- Aim of the task
The records are set out below this line. Return exactly the lines from the one containing "For every instance of the distant peak, set" through the last, and exclude the pictures.

Referring expression pointing data:
========================

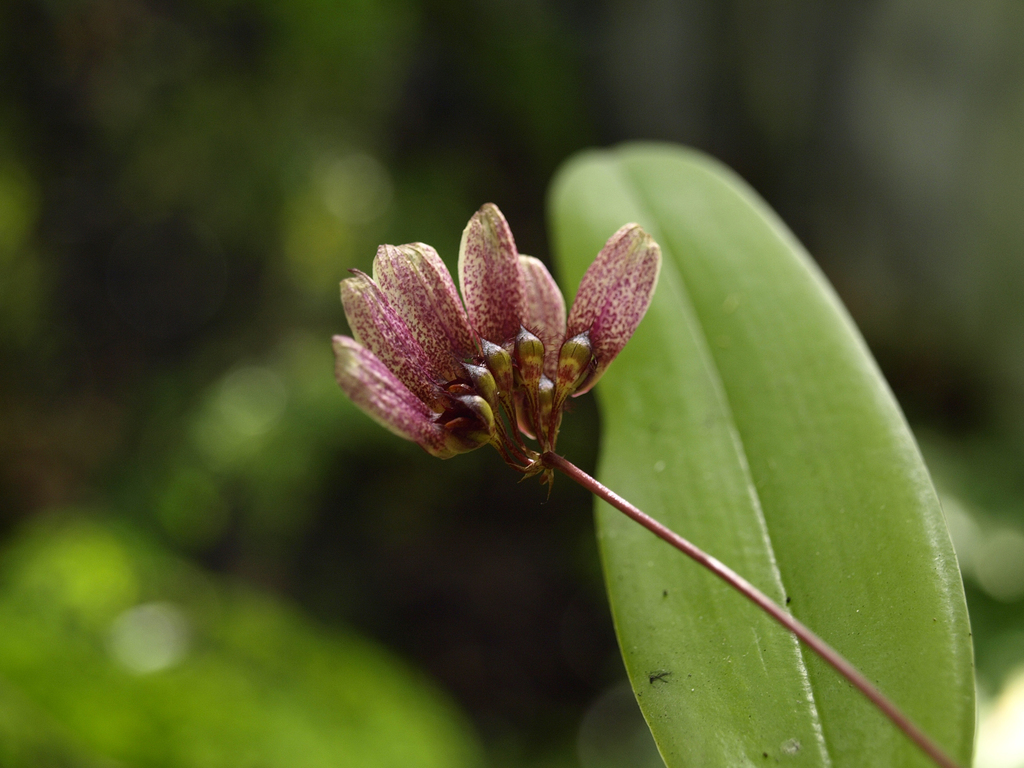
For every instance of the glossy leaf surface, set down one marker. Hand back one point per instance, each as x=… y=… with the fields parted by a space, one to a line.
x=748 y=415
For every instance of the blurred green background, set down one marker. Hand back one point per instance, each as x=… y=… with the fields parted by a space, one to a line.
x=210 y=558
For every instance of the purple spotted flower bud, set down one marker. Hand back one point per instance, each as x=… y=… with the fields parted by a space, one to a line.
x=454 y=377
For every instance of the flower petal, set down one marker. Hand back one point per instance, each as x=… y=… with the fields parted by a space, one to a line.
x=614 y=295
x=377 y=327
x=381 y=395
x=419 y=287
x=544 y=313
x=489 y=275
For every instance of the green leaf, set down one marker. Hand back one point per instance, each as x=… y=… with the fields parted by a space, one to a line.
x=748 y=415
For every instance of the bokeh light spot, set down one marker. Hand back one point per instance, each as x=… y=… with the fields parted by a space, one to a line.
x=150 y=637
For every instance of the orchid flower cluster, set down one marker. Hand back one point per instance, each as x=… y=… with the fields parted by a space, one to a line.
x=455 y=377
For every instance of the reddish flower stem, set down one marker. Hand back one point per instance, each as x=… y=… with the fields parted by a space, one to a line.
x=755 y=595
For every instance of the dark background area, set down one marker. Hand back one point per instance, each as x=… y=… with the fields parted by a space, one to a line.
x=182 y=184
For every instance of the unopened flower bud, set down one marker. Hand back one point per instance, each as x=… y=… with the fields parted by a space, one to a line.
x=574 y=363
x=464 y=434
x=480 y=410
x=472 y=426
x=484 y=384
x=500 y=364
x=529 y=355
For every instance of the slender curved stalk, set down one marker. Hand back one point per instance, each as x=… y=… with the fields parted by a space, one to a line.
x=756 y=596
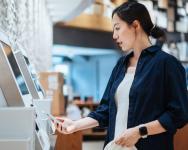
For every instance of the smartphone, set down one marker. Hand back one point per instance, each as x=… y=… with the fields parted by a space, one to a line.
x=53 y=118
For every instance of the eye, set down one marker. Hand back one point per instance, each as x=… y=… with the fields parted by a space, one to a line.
x=117 y=28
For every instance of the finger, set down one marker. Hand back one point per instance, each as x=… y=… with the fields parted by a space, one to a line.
x=119 y=141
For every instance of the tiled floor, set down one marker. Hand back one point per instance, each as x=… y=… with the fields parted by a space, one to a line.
x=90 y=145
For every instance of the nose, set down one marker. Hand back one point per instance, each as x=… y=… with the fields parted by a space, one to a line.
x=115 y=36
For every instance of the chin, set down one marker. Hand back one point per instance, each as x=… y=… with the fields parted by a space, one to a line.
x=124 y=49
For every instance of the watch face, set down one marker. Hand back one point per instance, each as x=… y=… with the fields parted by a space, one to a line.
x=113 y=146
x=143 y=131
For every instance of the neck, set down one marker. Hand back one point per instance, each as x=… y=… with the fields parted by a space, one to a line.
x=143 y=43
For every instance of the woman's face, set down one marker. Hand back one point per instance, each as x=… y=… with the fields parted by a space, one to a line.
x=123 y=33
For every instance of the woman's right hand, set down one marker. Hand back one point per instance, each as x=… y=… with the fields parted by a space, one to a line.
x=67 y=126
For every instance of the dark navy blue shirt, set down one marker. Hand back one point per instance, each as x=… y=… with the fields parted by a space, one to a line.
x=158 y=92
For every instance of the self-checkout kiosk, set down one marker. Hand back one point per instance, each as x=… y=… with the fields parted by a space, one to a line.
x=21 y=126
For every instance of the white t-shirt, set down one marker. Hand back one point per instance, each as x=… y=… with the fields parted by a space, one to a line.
x=122 y=102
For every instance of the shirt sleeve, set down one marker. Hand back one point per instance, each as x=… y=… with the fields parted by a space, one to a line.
x=176 y=114
x=101 y=114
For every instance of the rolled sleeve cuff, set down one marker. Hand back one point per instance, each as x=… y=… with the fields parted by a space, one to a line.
x=96 y=117
x=167 y=123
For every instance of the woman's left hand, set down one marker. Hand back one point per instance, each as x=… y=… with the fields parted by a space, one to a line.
x=129 y=138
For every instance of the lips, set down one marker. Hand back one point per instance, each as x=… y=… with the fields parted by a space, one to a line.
x=120 y=43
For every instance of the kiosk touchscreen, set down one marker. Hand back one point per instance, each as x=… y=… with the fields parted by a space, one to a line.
x=12 y=64
x=10 y=90
x=30 y=78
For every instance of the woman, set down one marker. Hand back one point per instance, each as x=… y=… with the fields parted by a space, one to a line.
x=145 y=100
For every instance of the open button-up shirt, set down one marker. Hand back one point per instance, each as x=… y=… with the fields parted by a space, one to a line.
x=158 y=92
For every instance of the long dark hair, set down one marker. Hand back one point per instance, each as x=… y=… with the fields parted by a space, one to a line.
x=131 y=11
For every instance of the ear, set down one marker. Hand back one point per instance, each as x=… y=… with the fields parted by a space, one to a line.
x=136 y=24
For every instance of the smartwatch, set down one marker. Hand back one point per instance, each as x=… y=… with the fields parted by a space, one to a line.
x=143 y=131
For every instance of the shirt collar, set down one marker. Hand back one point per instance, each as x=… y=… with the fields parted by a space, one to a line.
x=151 y=49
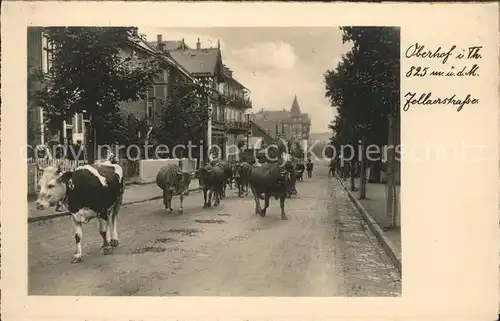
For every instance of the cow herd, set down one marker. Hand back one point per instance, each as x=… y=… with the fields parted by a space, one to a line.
x=96 y=191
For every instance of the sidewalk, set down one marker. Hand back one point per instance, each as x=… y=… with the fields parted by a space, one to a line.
x=134 y=193
x=375 y=206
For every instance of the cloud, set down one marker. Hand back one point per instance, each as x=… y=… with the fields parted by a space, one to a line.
x=267 y=55
x=273 y=69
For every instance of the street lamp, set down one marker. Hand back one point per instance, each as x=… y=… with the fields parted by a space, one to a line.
x=248 y=112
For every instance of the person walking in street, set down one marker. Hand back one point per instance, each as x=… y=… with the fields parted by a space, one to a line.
x=309 y=168
x=332 y=167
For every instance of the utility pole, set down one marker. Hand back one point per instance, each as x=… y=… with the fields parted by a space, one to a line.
x=391 y=209
x=363 y=170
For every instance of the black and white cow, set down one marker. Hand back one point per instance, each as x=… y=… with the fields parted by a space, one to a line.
x=88 y=192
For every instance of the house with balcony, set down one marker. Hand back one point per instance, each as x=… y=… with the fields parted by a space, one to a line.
x=289 y=124
x=235 y=98
x=229 y=98
x=76 y=127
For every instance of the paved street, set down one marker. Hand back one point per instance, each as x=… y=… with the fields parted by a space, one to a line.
x=324 y=249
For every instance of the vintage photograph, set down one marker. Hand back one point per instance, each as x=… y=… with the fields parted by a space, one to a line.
x=243 y=161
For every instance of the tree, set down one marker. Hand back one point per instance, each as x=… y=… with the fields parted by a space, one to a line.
x=90 y=73
x=364 y=86
x=183 y=116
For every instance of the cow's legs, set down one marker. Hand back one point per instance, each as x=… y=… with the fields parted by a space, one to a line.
x=217 y=193
x=205 y=204
x=77 y=257
x=223 y=190
x=282 y=206
x=257 y=202
x=240 y=188
x=114 y=220
x=104 y=231
x=266 y=204
x=167 y=196
x=182 y=202
x=209 y=203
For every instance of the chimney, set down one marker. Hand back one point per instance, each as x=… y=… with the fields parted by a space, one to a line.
x=159 y=40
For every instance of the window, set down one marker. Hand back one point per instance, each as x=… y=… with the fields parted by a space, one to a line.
x=79 y=123
x=151 y=91
x=47 y=54
x=214 y=112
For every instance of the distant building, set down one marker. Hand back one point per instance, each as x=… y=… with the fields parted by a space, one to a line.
x=229 y=98
x=291 y=124
x=76 y=127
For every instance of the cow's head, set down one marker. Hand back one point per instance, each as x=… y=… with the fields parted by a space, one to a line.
x=184 y=179
x=236 y=170
x=53 y=186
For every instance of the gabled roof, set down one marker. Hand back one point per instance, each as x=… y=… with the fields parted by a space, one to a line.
x=139 y=43
x=272 y=115
x=295 y=108
x=169 y=45
x=201 y=62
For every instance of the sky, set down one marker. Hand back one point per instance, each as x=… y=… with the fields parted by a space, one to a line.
x=274 y=63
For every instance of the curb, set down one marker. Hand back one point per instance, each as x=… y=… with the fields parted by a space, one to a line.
x=386 y=243
x=56 y=215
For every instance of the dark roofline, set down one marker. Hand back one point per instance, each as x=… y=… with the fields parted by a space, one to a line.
x=142 y=44
x=262 y=129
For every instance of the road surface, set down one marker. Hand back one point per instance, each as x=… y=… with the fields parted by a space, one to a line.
x=324 y=249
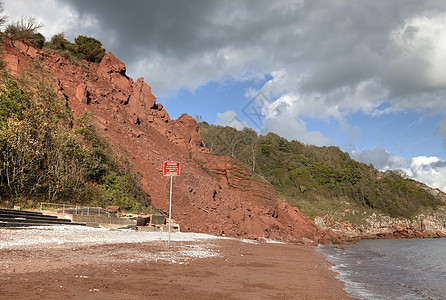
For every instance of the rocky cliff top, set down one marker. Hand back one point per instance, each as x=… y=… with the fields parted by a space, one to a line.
x=212 y=195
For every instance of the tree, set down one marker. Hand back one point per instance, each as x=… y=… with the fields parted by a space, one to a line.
x=26 y=28
x=251 y=140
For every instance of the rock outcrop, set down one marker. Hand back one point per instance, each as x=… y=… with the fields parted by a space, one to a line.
x=213 y=194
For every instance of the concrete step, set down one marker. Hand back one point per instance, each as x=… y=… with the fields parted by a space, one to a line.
x=34 y=221
x=19 y=212
x=17 y=218
x=27 y=216
x=25 y=224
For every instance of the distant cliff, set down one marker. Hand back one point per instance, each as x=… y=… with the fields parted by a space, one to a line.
x=214 y=194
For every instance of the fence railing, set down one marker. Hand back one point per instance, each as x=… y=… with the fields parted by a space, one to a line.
x=77 y=210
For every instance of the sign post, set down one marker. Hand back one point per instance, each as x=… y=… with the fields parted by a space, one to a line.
x=171 y=169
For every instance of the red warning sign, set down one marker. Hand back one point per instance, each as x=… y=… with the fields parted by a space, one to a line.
x=171 y=168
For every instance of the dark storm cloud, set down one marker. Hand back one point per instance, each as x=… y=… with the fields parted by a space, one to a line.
x=346 y=56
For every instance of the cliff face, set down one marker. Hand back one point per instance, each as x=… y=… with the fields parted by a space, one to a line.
x=212 y=194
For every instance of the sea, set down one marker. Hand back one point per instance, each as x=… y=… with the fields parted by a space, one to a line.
x=391 y=268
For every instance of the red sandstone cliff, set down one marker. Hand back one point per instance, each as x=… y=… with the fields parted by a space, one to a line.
x=212 y=194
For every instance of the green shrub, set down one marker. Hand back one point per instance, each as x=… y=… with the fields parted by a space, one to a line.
x=43 y=158
x=26 y=29
x=89 y=48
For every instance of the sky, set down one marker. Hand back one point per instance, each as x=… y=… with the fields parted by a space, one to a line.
x=366 y=76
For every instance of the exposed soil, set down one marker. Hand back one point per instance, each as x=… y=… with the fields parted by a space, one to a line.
x=122 y=271
x=212 y=195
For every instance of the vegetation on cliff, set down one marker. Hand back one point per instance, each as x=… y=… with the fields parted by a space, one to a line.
x=320 y=180
x=48 y=155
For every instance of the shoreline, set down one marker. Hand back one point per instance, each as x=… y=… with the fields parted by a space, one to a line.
x=194 y=268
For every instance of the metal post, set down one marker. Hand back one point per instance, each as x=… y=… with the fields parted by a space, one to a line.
x=170 y=210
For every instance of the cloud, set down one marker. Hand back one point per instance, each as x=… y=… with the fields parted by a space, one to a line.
x=293 y=129
x=229 y=118
x=326 y=58
x=429 y=170
x=441 y=130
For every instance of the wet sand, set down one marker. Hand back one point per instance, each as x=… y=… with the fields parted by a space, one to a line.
x=233 y=270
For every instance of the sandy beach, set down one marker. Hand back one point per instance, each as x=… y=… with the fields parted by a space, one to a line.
x=85 y=263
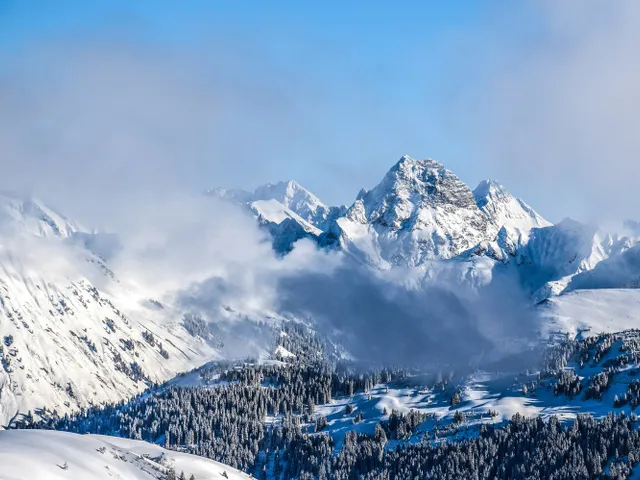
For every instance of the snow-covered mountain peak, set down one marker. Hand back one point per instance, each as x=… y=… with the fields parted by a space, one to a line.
x=409 y=187
x=33 y=216
x=295 y=197
x=420 y=211
x=504 y=210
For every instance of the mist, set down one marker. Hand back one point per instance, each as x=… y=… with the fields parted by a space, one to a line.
x=125 y=138
x=556 y=112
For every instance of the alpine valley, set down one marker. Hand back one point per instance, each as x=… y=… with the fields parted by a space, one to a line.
x=93 y=344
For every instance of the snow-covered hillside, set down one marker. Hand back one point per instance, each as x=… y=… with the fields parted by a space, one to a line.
x=51 y=455
x=73 y=335
x=590 y=312
x=74 y=332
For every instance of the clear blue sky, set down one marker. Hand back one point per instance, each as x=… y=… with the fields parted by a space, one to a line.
x=368 y=81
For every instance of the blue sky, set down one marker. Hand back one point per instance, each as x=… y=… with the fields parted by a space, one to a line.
x=343 y=89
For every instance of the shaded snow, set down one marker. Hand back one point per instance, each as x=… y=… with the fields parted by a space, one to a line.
x=50 y=455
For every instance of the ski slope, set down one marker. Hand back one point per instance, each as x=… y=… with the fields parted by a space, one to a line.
x=50 y=455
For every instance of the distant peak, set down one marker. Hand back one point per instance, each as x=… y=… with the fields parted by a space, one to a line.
x=490 y=188
x=406 y=160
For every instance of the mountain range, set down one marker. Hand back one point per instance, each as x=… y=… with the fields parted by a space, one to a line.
x=75 y=331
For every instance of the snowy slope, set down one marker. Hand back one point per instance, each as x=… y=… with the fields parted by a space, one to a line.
x=72 y=333
x=278 y=201
x=505 y=210
x=592 y=311
x=33 y=216
x=420 y=211
x=50 y=455
x=297 y=199
x=67 y=344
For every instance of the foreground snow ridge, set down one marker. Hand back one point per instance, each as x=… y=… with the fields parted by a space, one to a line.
x=50 y=455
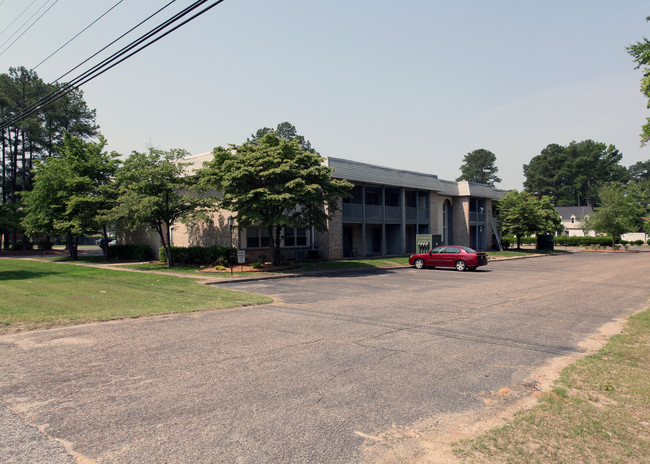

========================

- The completed task
For every instance of the distant peak, set down one marker. Hand back one point per instance, each as x=… y=… with the fields parted by a space, one to a line.
x=490 y=188
x=406 y=160
For every instance of the mountain range, set down one marker. Hand back one point per instance, each as x=… y=… with the fields parted by a space, one to a line.
x=75 y=331
For every instance of the snowy slope, set down one marker. Hand back one point per instance, each as x=… y=… with the fields parted by a space, one to a line.
x=72 y=333
x=278 y=201
x=505 y=210
x=592 y=311
x=33 y=216
x=420 y=211
x=50 y=455
x=297 y=199
x=67 y=344
For every instance of the foreground snow ridge, set down one marker. Hand back one point per instance, each as x=… y=… with the fields parted by a space, one to a line.
x=50 y=455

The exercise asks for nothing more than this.